# [Directions]
Copy every entry. Do not alter a single word.

# [Available records]
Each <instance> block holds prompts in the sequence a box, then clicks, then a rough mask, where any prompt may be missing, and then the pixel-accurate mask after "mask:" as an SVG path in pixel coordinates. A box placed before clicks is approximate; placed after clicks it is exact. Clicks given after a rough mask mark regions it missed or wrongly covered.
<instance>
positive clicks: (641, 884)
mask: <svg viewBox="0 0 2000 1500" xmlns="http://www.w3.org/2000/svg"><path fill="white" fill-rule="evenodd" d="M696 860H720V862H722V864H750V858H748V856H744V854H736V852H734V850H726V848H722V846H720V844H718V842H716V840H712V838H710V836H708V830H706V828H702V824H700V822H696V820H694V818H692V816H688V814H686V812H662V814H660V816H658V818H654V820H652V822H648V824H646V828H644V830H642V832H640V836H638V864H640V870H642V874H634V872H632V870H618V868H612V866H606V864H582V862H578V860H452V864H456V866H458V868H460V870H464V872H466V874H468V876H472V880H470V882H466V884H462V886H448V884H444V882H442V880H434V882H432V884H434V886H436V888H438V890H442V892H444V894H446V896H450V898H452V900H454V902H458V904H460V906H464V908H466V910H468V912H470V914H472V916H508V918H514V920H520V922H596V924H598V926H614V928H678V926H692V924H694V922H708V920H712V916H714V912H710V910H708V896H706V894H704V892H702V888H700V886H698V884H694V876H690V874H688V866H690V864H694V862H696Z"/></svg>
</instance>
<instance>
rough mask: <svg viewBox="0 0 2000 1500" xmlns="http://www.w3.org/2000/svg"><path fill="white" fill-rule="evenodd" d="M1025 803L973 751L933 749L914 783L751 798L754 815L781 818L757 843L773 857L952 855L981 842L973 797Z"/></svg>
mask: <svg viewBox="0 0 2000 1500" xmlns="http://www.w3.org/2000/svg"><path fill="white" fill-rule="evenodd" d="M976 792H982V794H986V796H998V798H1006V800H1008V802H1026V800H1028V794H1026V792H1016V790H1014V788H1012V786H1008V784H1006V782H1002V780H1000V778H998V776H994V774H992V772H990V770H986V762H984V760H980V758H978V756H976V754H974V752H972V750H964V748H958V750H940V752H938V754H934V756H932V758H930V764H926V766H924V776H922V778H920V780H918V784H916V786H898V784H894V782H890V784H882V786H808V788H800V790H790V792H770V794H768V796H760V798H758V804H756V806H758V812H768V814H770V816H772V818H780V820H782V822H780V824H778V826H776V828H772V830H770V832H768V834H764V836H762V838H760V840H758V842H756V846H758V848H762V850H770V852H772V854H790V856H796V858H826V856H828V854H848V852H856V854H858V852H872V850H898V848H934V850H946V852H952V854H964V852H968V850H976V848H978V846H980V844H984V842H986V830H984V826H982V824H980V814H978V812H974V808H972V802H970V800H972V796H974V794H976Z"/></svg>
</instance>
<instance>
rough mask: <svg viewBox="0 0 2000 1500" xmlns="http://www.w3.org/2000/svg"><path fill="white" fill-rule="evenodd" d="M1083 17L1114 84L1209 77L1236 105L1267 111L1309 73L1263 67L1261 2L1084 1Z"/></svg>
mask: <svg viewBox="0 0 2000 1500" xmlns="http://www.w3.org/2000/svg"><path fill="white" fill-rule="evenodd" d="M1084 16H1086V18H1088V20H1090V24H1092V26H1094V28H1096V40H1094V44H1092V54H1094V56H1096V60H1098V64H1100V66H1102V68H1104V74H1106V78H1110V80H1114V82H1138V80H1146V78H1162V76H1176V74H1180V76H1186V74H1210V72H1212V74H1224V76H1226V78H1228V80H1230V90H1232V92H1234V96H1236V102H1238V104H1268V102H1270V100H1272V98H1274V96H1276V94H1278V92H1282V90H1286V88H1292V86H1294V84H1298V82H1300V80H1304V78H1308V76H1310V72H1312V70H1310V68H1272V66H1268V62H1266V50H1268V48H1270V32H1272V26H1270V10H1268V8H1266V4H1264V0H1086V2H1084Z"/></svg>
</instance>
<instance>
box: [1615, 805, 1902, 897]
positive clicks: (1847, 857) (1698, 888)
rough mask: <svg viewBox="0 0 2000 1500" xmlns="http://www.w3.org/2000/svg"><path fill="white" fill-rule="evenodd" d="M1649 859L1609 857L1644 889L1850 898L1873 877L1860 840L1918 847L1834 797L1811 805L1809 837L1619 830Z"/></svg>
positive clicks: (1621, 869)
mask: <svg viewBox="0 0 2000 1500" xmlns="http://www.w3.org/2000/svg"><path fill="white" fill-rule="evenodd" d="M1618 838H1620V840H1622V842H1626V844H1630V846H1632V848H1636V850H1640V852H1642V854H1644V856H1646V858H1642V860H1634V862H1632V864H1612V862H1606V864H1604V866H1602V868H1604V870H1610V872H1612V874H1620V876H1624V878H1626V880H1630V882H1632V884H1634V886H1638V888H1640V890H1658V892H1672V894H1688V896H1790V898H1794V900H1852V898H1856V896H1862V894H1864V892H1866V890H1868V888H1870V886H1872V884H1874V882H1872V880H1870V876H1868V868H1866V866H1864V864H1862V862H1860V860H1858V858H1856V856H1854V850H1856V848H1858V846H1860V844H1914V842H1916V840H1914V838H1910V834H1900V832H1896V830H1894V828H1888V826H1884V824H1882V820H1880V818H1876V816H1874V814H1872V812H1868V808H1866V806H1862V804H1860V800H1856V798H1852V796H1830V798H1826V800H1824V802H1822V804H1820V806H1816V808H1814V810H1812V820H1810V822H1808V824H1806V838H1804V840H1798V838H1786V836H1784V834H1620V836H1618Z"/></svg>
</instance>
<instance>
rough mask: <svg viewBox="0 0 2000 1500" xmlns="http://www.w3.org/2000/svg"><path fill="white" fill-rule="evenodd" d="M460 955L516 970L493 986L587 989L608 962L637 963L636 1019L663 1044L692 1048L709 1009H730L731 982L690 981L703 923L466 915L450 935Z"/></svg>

# [Answer box]
Each <instance> block holds prompts in the sequence a box, then clicks, then a rough mask, where any prompt may be missing, and then the pixel-accurate mask after "mask:" as an SVG path in pixel coordinates. A box placed before clicks is approximate; placed after clicks it is exact. Clicks given after a rough mask mark regions it missed or wrongly covered.
<instance>
positive clicks: (641, 884)
mask: <svg viewBox="0 0 2000 1500" xmlns="http://www.w3.org/2000/svg"><path fill="white" fill-rule="evenodd" d="M696 860H720V862H722V864H750V858H748V856H744V854H736V852H734V850H726V848H722V846H720V844H718V842H716V840H712V838H710V836H708V830H706V828H702V824H700V822H696V820H694V818H692V816H688V814H686V812H662V814H660V816H658V818H654V820H652V822H648V824H646V828H644V830H642V832H640V836H638V864H640V870H642V874H634V872H632V870H618V868H612V866H606V864H582V862H578V860H452V864H456V866H458V868H460V870H464V872H466V874H468V876H472V880H470V882H466V884H462V886H448V884H444V882H442V880H434V882H432V884H434V886H436V888H438V890H442V892H444V894H446V896H450V898H452V900H454V902H458V904H460V906H464V908H466V910H468V912H470V914H472V916H508V918H514V920H520V922H596V924H598V926H614V928H678V926H692V924H694V922H708V920H712V916H714V912H710V910H708V896H706V894H704V892H702V888H700V886H698V884H694V876H690V874H688V866H690V864H694V862H696Z"/></svg>
</instance>
<instance>
rough mask: <svg viewBox="0 0 2000 1500" xmlns="http://www.w3.org/2000/svg"><path fill="white" fill-rule="evenodd" d="M1025 803L973 751L933 749L914 783L751 798L754 815L781 818L757 843L773 857L952 855L981 842L973 797Z"/></svg>
mask: <svg viewBox="0 0 2000 1500" xmlns="http://www.w3.org/2000/svg"><path fill="white" fill-rule="evenodd" d="M976 792H982V794H986V796H998V798H1006V800H1008V802H1026V800H1028V794H1026V792H1016V790H1014V788H1012V786H1008V784H1006V782H1002V780H1000V778H998V776H994V774H992V772H990V770H986V762H984V760H980V758H978V756H976V754H974V752H972V750H964V748H958V750H940V752H938V754H934V756H932V758H930V764H926V766H924V776H922V778H920V780H918V784H916V786H898V784H894V782H890V784H882V786H808V788H800V790H790V792H770V794H768V796H760V798H758V804H756V806H758V812H768V814H770V816H772V818H780V820H782V822H780V824H778V826H776V828H772V830H770V832H768V834H764V836H762V838H760V840H758V842H756V846H758V848H762V850H770V852H772V854H790V856H796V858H826V856H828V854H848V852H856V854H858V852H872V850H898V848H934V850H946V852H952V854H964V852H968V850H976V848H978V846H980V844H984V842H986V830H984V826H982V824H980V814H978V812H974V808H972V802H970V800H972V796H974V794H976Z"/></svg>
</instance>
<instance>
rough mask: <svg viewBox="0 0 2000 1500" xmlns="http://www.w3.org/2000/svg"><path fill="white" fill-rule="evenodd" d="M1083 17L1114 84L1209 77L1236 105L1267 111L1309 73L1263 67L1261 2L1084 1Z"/></svg>
mask: <svg viewBox="0 0 2000 1500" xmlns="http://www.w3.org/2000/svg"><path fill="white" fill-rule="evenodd" d="M1084 16H1086V18H1088V20H1090V24H1092V26H1094V28H1096V40H1094V44H1092V54H1094V56H1096V60H1098V64H1100V66H1102V68H1104V74H1106V78H1110V80H1114V82H1138V80H1146V78H1162V76H1176V74H1180V76H1186V74H1210V72H1212V74H1224V76H1226V78H1228V80H1230V90H1232V92H1234V96H1236V102H1238V104H1268V102H1270V100H1272V98H1274V96H1276V94H1278V92H1282V90H1286V88H1292V86H1294V84H1298V82H1300V80H1304V78H1308V76H1310V72H1312V70H1310V68H1272V66H1268V62H1266V50H1268V48H1270V32H1272V26H1270V10H1268V8H1266V4H1264V0H1086V2H1084Z"/></svg>
</instance>
<instance>
box: [1615, 805, 1902, 897]
positive clicks: (1847, 857) (1698, 888)
rough mask: <svg viewBox="0 0 2000 1500" xmlns="http://www.w3.org/2000/svg"><path fill="white" fill-rule="evenodd" d="M1649 859L1609 857L1644 889L1850 898L1873 877L1860 840L1918 847L1834 797L1811 805L1809 837L1619 830Z"/></svg>
positive clicks: (1621, 869)
mask: <svg viewBox="0 0 2000 1500" xmlns="http://www.w3.org/2000/svg"><path fill="white" fill-rule="evenodd" d="M1618 838H1620V840H1622V842H1626V844H1630V846H1632V848H1636V850H1640V852H1642V854H1644V856H1646V858H1642V860H1634V862H1632V864H1612V862H1606V864H1604V866H1602V868H1604V870H1610V872H1612V874H1620V876H1624V878H1626V880H1630V882H1632V884H1634V886H1638V888H1640V890H1658V892H1672V894H1688V896H1790V898H1794V900H1852V898H1856V896H1862V894H1864V892H1866V890H1868V888H1870V886H1872V884H1874V882H1872V880H1870V876H1868V868H1866V866H1864V864H1862V862H1860V860H1858V858H1856V856H1854V850H1856V848H1858V846H1860V844H1914V842H1916V840H1914V838H1910V834H1900V832H1896V830H1894V828H1888V826H1884V824H1882V820H1880V818H1876V816H1874V814H1872V812H1868V808H1866V806H1862V804H1860V800H1856V798H1852V796H1830V798H1826V800H1824V802H1822V804H1820V806H1816V808H1814V810H1812V820H1810V822H1808V824H1806V838H1804V840H1798V838H1786V836H1784V834H1620V836H1618Z"/></svg>
</instance>
<instance>
rough mask: <svg viewBox="0 0 2000 1500" xmlns="http://www.w3.org/2000/svg"><path fill="white" fill-rule="evenodd" d="M460 955L516 970L493 986L587 989L608 962L637 963L636 1019L663 1044L692 1048L709 1009H730L731 982L690 981L703 923L466 915L450 935Z"/></svg>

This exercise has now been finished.